AIM OF THE TASK:
Your answer should show every line of the material below that includes "item".

AVAILABLE RECORDS:
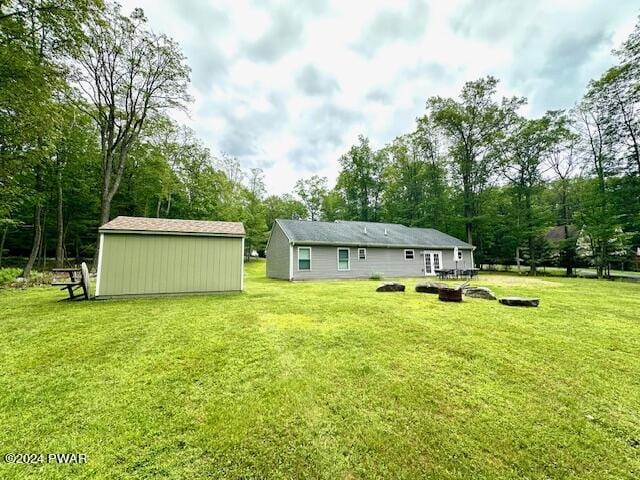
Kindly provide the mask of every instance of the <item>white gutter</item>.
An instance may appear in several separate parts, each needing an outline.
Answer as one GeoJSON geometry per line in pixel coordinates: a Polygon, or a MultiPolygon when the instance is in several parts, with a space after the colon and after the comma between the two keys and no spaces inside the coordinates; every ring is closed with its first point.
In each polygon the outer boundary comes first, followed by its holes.
{"type": "Polygon", "coordinates": [[[293,280],[293,243],[289,244],[289,281],[293,280]]]}
{"type": "Polygon", "coordinates": [[[297,240],[295,242],[291,242],[291,245],[324,245],[327,247],[374,247],[374,248],[443,248],[443,249],[454,249],[460,248],[464,250],[475,250],[476,247],[471,245],[420,245],[420,244],[388,244],[388,243],[358,243],[358,242],[344,242],[344,243],[335,243],[335,242],[318,242],[318,241],[304,241],[297,240]]]}

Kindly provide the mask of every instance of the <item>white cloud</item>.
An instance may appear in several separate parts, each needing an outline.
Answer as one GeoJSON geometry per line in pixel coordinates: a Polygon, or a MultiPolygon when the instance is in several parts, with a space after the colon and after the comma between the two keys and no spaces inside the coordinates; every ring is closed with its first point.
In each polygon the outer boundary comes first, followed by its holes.
{"type": "Polygon", "coordinates": [[[195,98],[180,115],[214,152],[265,169],[271,192],[335,179],[359,133],[409,131],[431,95],[492,74],[528,111],[570,106],[613,62],[635,2],[125,0],[176,39],[195,98]]]}

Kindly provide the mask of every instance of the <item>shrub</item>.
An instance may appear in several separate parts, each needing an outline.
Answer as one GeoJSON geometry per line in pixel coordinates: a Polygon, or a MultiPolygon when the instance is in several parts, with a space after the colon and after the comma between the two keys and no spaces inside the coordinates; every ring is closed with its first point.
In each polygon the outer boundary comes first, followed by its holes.
{"type": "Polygon", "coordinates": [[[382,274],[380,272],[373,272],[369,275],[369,280],[382,280],[382,274]]]}
{"type": "Polygon", "coordinates": [[[22,273],[20,268],[0,268],[0,286],[7,287],[22,273]]]}
{"type": "Polygon", "coordinates": [[[0,268],[0,287],[25,288],[37,285],[50,285],[53,280],[51,272],[33,270],[29,280],[18,278],[22,274],[21,268],[0,268]]]}

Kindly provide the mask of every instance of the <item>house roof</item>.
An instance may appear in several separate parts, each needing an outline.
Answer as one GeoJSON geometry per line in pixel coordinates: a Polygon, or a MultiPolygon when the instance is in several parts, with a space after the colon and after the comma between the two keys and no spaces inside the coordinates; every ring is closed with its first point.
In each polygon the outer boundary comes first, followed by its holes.
{"type": "Polygon", "coordinates": [[[560,242],[567,240],[568,238],[575,237],[578,233],[578,229],[575,225],[567,225],[565,231],[565,225],[556,225],[549,229],[545,238],[551,242],[560,242]]]}
{"type": "Polygon", "coordinates": [[[378,247],[473,248],[472,245],[433,228],[413,228],[396,223],[312,222],[276,220],[294,244],[378,247]],[[386,232],[386,234],[385,234],[386,232]]]}
{"type": "Polygon", "coordinates": [[[120,216],[102,225],[100,232],[170,233],[240,237],[244,236],[244,226],[240,222],[120,216]]]}

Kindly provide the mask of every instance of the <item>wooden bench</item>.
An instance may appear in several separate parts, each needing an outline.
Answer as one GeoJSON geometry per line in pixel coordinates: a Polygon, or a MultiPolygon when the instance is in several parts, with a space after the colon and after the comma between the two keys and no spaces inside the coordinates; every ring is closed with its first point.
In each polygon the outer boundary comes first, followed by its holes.
{"type": "Polygon", "coordinates": [[[62,287],[60,290],[67,290],[70,300],[83,297],[85,300],[89,300],[91,290],[89,287],[89,269],[86,263],[82,262],[80,268],[54,268],[51,271],[53,272],[51,285],[62,287]],[[76,295],[76,291],[79,289],[82,289],[82,294],[76,295]]]}

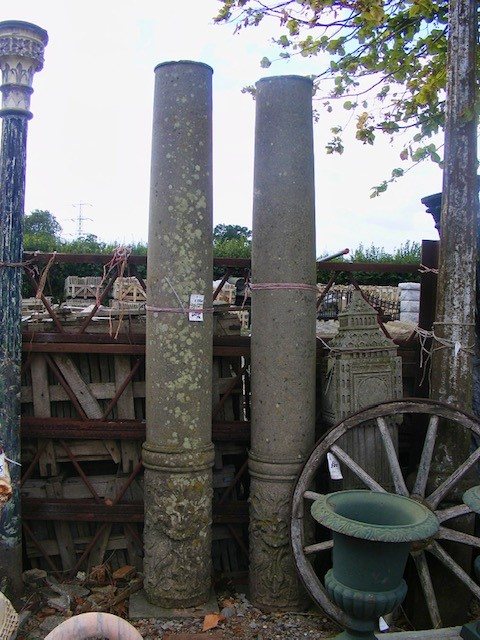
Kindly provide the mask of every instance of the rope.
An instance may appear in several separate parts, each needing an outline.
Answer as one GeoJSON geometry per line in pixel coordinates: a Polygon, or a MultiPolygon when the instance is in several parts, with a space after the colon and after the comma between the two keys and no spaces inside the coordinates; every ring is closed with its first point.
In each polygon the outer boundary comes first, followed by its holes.
{"type": "Polygon", "coordinates": [[[178,304],[180,305],[180,307],[182,308],[183,312],[185,313],[185,307],[183,306],[183,302],[180,299],[180,296],[178,295],[178,293],[175,291],[175,287],[173,286],[173,284],[170,282],[170,280],[167,278],[167,276],[165,276],[165,281],[168,284],[168,286],[170,287],[170,289],[173,291],[173,295],[175,296],[175,298],[178,300],[178,304]]]}
{"type": "Polygon", "coordinates": [[[22,463],[21,463],[21,462],[16,462],[15,460],[12,460],[11,458],[7,458],[7,456],[5,456],[5,460],[6,460],[7,462],[10,462],[10,464],[16,464],[16,465],[17,465],[17,467],[21,467],[21,466],[22,466],[22,463]]]}
{"type": "Polygon", "coordinates": [[[4,460],[6,460],[7,462],[10,462],[10,464],[16,464],[17,467],[21,467],[22,466],[22,464],[20,462],[16,462],[15,460],[12,460],[11,458],[7,458],[7,456],[5,455],[5,449],[1,445],[0,445],[0,456],[2,456],[2,458],[4,460]]]}
{"type": "Polygon", "coordinates": [[[426,267],[424,264],[421,264],[418,273],[434,273],[438,276],[438,269],[434,269],[433,267],[426,267]]]}
{"type": "Polygon", "coordinates": [[[301,282],[262,282],[258,284],[250,284],[252,291],[277,291],[278,289],[287,289],[291,291],[318,291],[314,284],[304,284],[301,282]]]}
{"type": "MultiPolygon", "coordinates": [[[[128,265],[128,259],[130,257],[132,253],[132,250],[130,249],[130,247],[116,247],[115,251],[112,254],[111,259],[103,266],[103,276],[102,279],[100,280],[100,284],[97,287],[97,295],[96,295],[96,299],[95,299],[95,304],[100,306],[100,298],[101,298],[101,294],[100,291],[102,289],[102,286],[105,282],[105,280],[108,278],[108,276],[110,275],[110,272],[117,268],[117,276],[119,278],[123,278],[123,274],[125,272],[125,269],[128,265]]],[[[125,315],[125,310],[124,309],[120,309],[120,315],[118,316],[118,326],[117,326],[117,330],[115,332],[115,335],[113,335],[113,324],[112,324],[112,315],[110,313],[110,319],[109,319],[109,334],[110,337],[113,336],[114,340],[116,340],[118,338],[118,334],[120,333],[120,329],[122,327],[123,324],[123,317],[125,315]]]]}
{"type": "Polygon", "coordinates": [[[43,269],[42,273],[40,274],[40,280],[38,282],[37,293],[35,294],[35,298],[37,300],[39,300],[43,296],[43,290],[45,289],[45,285],[47,283],[48,272],[50,271],[50,267],[52,266],[52,264],[55,262],[56,255],[57,255],[57,252],[54,251],[53,254],[52,254],[52,257],[47,262],[47,264],[45,265],[45,268],[43,269]]]}
{"type": "Polygon", "coordinates": [[[202,307],[194,307],[194,308],[185,307],[180,296],[175,291],[175,287],[173,286],[173,284],[170,282],[170,280],[166,276],[164,279],[165,279],[165,282],[170,287],[170,289],[172,290],[173,295],[177,299],[180,307],[153,307],[147,304],[145,305],[146,311],[153,311],[155,313],[183,313],[185,315],[188,315],[189,313],[213,313],[214,311],[213,307],[210,309],[203,309],[202,307]]]}
{"type": "Polygon", "coordinates": [[[245,289],[243,291],[243,302],[242,302],[242,306],[241,309],[243,311],[245,305],[247,304],[247,298],[248,298],[248,293],[249,291],[252,291],[252,283],[250,282],[250,278],[251,278],[251,272],[248,271],[247,272],[247,277],[245,278],[245,289]]]}
{"type": "MultiPolygon", "coordinates": [[[[37,256],[37,254],[38,254],[38,251],[35,251],[34,255],[37,256]]],[[[12,267],[12,268],[29,267],[31,264],[33,264],[36,261],[37,259],[36,257],[34,257],[34,258],[30,258],[30,260],[25,260],[24,262],[0,262],[0,267],[12,267]]]]}
{"type": "MultiPolygon", "coordinates": [[[[433,326],[438,325],[456,325],[456,326],[475,326],[473,322],[434,322],[433,326]]],[[[427,365],[432,359],[432,354],[435,351],[439,351],[440,349],[453,349],[453,357],[456,359],[460,351],[468,353],[469,355],[474,355],[473,347],[464,347],[458,340],[453,342],[452,340],[448,340],[447,338],[441,338],[437,336],[435,333],[435,329],[432,331],[427,331],[426,329],[421,329],[420,327],[415,327],[413,330],[414,333],[418,335],[418,340],[420,342],[420,369],[423,369],[422,379],[420,380],[420,384],[423,385],[425,381],[425,374],[427,372],[427,365]],[[427,349],[426,343],[427,340],[432,340],[432,344],[430,348],[427,349]],[[434,343],[437,342],[439,346],[434,346],[434,343]]]]}
{"type": "Polygon", "coordinates": [[[213,313],[214,309],[210,308],[210,309],[202,309],[201,307],[195,307],[195,308],[190,308],[190,307],[182,307],[181,309],[179,309],[178,307],[152,307],[151,305],[147,304],[145,305],[145,309],[147,311],[153,311],[155,313],[184,313],[184,314],[188,314],[188,313],[213,313]]]}
{"type": "Polygon", "coordinates": [[[95,300],[97,304],[100,304],[100,291],[103,283],[110,274],[110,271],[112,271],[112,269],[114,269],[115,267],[118,267],[118,277],[122,278],[128,263],[128,258],[130,257],[131,253],[132,250],[130,249],[130,247],[116,247],[111,259],[103,267],[103,277],[97,287],[97,298],[95,300]]]}

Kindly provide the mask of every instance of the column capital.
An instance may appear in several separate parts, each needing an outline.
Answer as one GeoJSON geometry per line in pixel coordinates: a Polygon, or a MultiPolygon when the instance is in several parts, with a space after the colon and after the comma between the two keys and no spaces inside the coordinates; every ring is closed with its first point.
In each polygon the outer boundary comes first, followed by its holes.
{"type": "Polygon", "coordinates": [[[32,117],[30,96],[33,93],[33,76],[43,68],[47,43],[47,32],[35,24],[20,20],[0,22],[0,116],[32,117]]]}

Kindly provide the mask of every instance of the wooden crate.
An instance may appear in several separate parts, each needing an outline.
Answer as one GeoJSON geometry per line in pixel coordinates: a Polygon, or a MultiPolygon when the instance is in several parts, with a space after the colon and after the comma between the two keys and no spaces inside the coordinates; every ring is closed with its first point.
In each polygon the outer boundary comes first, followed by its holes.
{"type": "Polygon", "coordinates": [[[95,299],[101,282],[100,276],[68,276],[65,278],[65,297],[95,299]]]}
{"type": "Polygon", "coordinates": [[[113,284],[113,298],[128,302],[145,302],[147,294],[137,278],[117,278],[113,284]]]}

OUTPUT FOR THIS TASK:
Kindly provide the mask of every instance of the <item>white gutter</item>.
Kindly provide the mask of every instance of the <item>white cloud</item>.
Kindly provide the mask of every instance of the <item>shrub</item>.
Kindly provide the mask of every instance of the <item>house roof</item>.
Kindly provide the mask of every instance of the <item>wooden bench</item>.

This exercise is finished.